[Outline records]
|---|

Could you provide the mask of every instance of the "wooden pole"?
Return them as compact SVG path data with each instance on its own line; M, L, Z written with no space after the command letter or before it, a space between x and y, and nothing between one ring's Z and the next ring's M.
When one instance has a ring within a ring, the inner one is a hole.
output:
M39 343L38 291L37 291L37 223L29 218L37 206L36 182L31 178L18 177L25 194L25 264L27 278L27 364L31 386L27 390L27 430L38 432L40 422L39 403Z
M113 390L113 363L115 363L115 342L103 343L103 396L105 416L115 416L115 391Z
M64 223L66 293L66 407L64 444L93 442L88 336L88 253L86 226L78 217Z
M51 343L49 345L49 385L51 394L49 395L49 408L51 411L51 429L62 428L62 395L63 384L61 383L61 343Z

|---|

STATED TASK :: Can you recast the lines above as a JSON list of strings, with one string per line and any blank lines left out?

RESULT OF THE TASK ::
[
  "Could you provide the mask of every instance of the \"wooden pole\"?",
  "Return them as compact SVG path data with each instance on its own line; M, L, Z written with no space after the command letter or before it, a space between x and y, and nothing between one ring's Z and the next ring's M.",
  "When one instance has a ring within a ring, the inner one is a hole.",
  "output:",
  "M39 343L38 291L37 291L37 223L29 218L37 206L36 182L31 178L18 177L25 194L25 264L27 278L27 364L31 386L27 390L27 430L38 432L40 422L39 403Z",
  "M113 390L113 363L115 363L115 342L103 343L103 396L105 416L115 416L115 391Z",
  "M64 223L66 293L66 407L64 444L93 442L88 336L88 253L86 226L78 217Z",
  "M51 343L49 345L49 385L51 394L49 395L49 408L51 411L51 429L62 428L62 395L63 384L61 383L61 343Z"
]